Textauszug:
„Nicht zurück zur Bismarckzeit“

■ Der Chef der Deutschen Angestellten-Gewerkschaft, Roland Issen, will die Diskussion um die Lohnfortzahlung schleunigst beenden

taz: Der bayerische DGB-Vorsitzende Schösser hat vorgeschlagen, auf die Anrechnung der Überstunden für die Lohnfortzahlung zu verzichten.

Roland Issen: Wir sind nicht bereit zuzulassen, daß irgend jemand an der Lohnfortzahlung rüttelt. Sie hat sich bewährt.

Wird es jetzt einen Konflikt innerhalb der Gewerkschaften geben?

Auch IG-Metall-Chef Klaus Zwickel hat diesen Plänen eine klare Absage erteilt. Ich gehe davon aus: Die Gewerkschaft, die die Lohnfortzahlung vor vierzig Jahren in einem sechzehnwöchigen Arbeitskampf durchgesetzt hat, besitzt so viel Gewicht im DGB, daß diese Diskussion bald zu Ende sein wird.

[Daten zu referierenden Ausdrücken]
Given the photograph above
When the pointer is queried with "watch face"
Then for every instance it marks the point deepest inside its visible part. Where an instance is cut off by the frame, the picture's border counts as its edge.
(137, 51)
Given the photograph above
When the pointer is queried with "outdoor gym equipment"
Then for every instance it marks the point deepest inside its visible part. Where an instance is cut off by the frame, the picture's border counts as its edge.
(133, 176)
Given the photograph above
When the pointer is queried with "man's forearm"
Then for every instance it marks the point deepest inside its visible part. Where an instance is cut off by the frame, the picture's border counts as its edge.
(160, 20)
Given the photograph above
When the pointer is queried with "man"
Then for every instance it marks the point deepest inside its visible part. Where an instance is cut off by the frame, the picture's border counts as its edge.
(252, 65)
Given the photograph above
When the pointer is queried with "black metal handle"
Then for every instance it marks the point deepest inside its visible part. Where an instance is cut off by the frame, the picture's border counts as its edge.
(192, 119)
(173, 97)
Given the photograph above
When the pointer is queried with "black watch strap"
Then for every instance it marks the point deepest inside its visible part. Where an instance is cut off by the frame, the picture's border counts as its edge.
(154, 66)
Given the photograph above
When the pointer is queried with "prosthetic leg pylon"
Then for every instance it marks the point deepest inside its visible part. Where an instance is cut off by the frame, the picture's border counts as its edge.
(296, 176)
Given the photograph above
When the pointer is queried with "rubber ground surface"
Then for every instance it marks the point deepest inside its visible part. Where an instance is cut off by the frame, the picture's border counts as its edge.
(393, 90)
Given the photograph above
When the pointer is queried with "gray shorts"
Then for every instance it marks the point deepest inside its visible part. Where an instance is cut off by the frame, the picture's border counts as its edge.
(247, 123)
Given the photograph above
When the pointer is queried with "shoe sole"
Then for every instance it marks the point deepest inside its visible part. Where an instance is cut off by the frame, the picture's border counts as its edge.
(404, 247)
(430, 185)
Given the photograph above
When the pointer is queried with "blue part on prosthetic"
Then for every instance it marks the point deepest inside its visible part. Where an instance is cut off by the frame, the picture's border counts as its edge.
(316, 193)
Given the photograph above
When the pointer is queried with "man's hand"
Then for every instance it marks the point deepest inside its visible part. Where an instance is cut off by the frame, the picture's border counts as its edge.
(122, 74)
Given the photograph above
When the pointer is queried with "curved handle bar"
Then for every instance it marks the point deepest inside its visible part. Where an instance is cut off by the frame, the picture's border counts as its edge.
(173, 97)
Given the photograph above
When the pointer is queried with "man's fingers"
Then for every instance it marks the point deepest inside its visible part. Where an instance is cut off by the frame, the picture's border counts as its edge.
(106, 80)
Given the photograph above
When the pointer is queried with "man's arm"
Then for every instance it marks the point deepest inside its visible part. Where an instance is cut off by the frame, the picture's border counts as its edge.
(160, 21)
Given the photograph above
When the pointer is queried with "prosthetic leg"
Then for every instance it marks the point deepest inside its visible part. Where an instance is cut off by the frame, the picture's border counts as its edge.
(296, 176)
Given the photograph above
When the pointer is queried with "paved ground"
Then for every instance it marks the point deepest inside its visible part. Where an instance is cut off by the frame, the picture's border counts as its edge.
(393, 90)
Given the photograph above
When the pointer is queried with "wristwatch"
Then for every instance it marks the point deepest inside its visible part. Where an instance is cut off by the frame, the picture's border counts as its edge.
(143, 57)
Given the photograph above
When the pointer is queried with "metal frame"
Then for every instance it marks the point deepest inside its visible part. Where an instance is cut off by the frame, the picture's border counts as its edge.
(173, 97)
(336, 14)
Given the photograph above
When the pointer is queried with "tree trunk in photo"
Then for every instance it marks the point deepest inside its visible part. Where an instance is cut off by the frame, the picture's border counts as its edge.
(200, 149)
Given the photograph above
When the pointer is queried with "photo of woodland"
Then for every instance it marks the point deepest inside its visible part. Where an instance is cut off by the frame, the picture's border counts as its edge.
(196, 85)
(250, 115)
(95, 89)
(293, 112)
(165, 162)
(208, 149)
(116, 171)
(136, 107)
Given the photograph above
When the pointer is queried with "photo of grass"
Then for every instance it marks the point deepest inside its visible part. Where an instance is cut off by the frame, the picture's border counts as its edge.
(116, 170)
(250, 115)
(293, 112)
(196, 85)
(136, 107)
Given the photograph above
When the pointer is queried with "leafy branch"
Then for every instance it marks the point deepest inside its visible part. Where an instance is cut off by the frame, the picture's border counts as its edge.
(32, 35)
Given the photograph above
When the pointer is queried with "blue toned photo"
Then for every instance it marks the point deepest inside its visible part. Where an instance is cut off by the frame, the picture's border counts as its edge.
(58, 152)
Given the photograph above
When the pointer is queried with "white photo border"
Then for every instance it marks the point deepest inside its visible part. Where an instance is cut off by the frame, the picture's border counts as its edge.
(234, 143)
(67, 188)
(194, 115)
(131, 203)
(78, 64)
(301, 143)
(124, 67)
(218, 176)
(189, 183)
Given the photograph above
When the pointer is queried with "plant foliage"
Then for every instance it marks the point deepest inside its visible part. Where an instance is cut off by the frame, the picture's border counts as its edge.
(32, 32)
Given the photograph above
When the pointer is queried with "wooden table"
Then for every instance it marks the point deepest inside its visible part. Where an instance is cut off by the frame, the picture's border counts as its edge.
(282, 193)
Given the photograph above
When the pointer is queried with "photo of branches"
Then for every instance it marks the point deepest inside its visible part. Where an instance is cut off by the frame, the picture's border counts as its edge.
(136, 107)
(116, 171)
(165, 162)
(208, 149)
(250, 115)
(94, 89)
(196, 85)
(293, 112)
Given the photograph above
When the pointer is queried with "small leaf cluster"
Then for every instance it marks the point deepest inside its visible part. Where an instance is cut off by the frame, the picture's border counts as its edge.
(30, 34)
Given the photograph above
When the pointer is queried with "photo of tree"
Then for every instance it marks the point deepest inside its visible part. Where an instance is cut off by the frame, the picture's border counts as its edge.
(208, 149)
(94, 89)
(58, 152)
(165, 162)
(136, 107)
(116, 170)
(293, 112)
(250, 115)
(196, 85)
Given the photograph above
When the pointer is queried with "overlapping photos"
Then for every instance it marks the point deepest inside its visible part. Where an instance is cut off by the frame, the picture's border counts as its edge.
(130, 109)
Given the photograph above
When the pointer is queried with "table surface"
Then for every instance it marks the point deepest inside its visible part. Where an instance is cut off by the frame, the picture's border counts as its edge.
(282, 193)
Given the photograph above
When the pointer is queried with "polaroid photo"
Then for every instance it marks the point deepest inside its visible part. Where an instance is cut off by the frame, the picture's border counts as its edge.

Aufgaben:
1. Nenne alle Personen, die im Interview zur Lohnfortzahlung mit Namen vorkommen, jeweils mit der Funktion, die der Text ihnen zuschreibt.
2. Stimmen diese Aussagen mit dem Interview zur Lohnfortzahlung überein? Beantworte jede mit Ja oder Nein und belege sie mit einem wörtlichen Zitat.
(a) Schösser ist Vorsitzender des DGB in Bayern.
(b) Klaus Zwickel unterstützt die Pläne zur Lohnfortzahlung.
(c) Die Lohnfortzahlung wurde in einem zwölfwöchigen Arbeitskampf durchgesetzt.

Lösungen:
1.
- Roland Issen: Chef der Deutschen Angestellten-Gewerkschaft
- Schösser: bayerischer DGB-Vorsitzender
- Klaus Zwickel: IG-Metall-Chef

2.
(a) Ja: „Der bayerische DGB-Vorsitzende Schösser“
(b) Nein: „Auch IG-Metall-Chef Klaus Zwickel hat diesen Plänen eine klare Absage erteilt.“
(c) Nein: „in einem sechzehnwöchigen Arbeitskampf durchgesetzt“